Synonyms and keywords: Notochordoma; chordocarcinoma; chordoepithelioma

Overview

Chordoma is a rare bone cancer that is diagnosed in only about 300 patients in the U.S. each year. Chordoma accounts for 1% of intracranial tumors and 4% of all primary bone tumors. It develops at the base of the skull, in a vertebra, or at end of the spine (in the sacrum or the coccyx) with about equal frequency. The cells that give rise to chordoma come from the notochord. The notochord is an important structure in the early embryo that disappears before birth. However, even after birth, some cells from the notochord remain in bones at the base of the skull, in vertebrae, and in the tail bone. Rarely, one of these cells, which are called notochord remnants, undergoes changes that give rise to a chordoma. They originate from embryonic remnants of the primitive notochord (earliest fetal axial skeleton, extending from the Rathke's pouch to the coccyx). Since chordomas arise in bone, they are usually extradural and result in local bone destruction.

■ Exercise data:
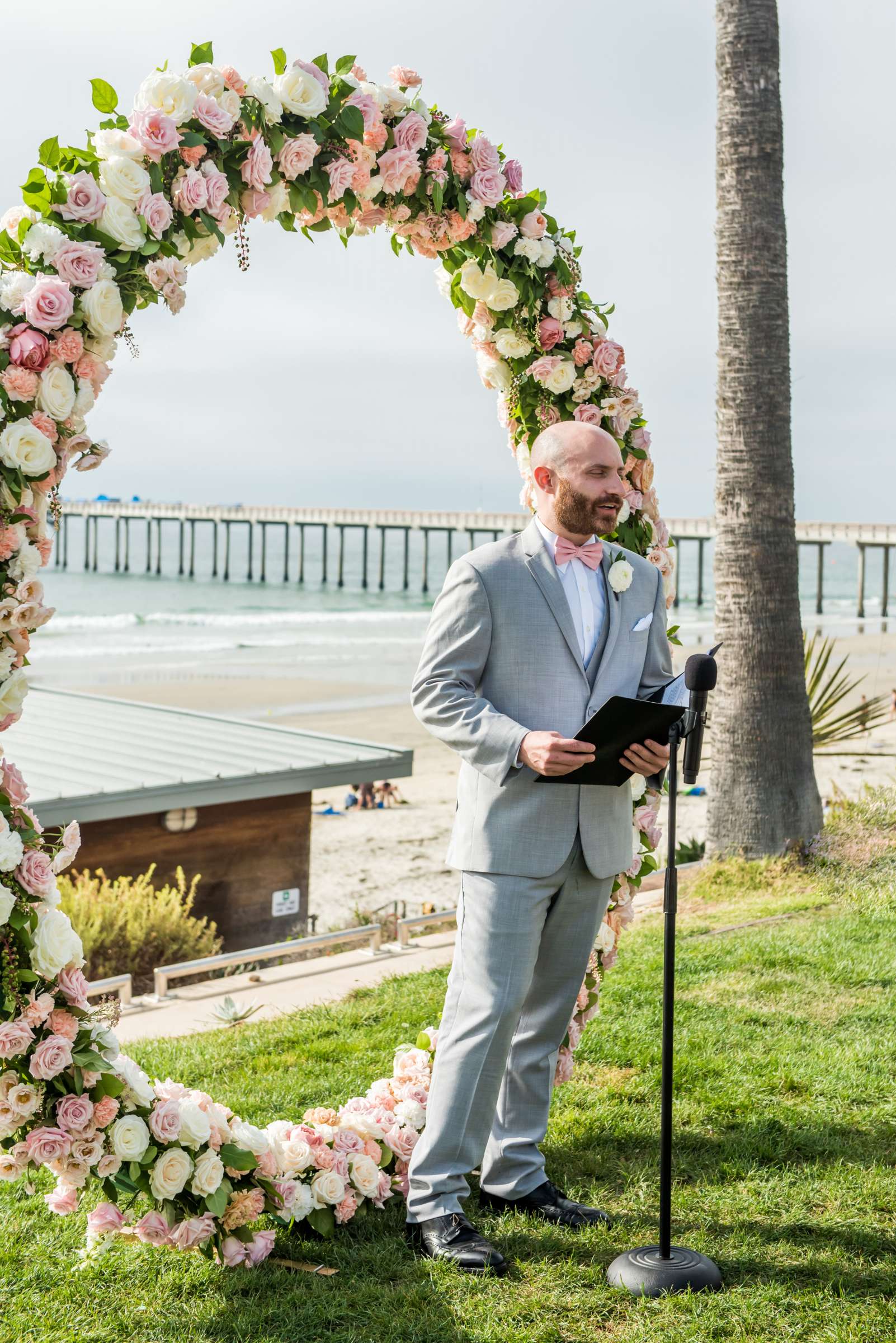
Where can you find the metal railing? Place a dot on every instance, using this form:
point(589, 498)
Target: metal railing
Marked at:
point(121, 985)
point(371, 934)
point(423, 922)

■ What is expected:
Answer these questions from the chordoma overview:
1. About how many patients in the U.S. are diagnosed with chordoma each year?
2. What share of all primary bone tumors does chordoma account for?
3. What are the notochord cells that stay in bones after birth called?

■ Response:
1. About 300
2. 4%
3. Notochord remnants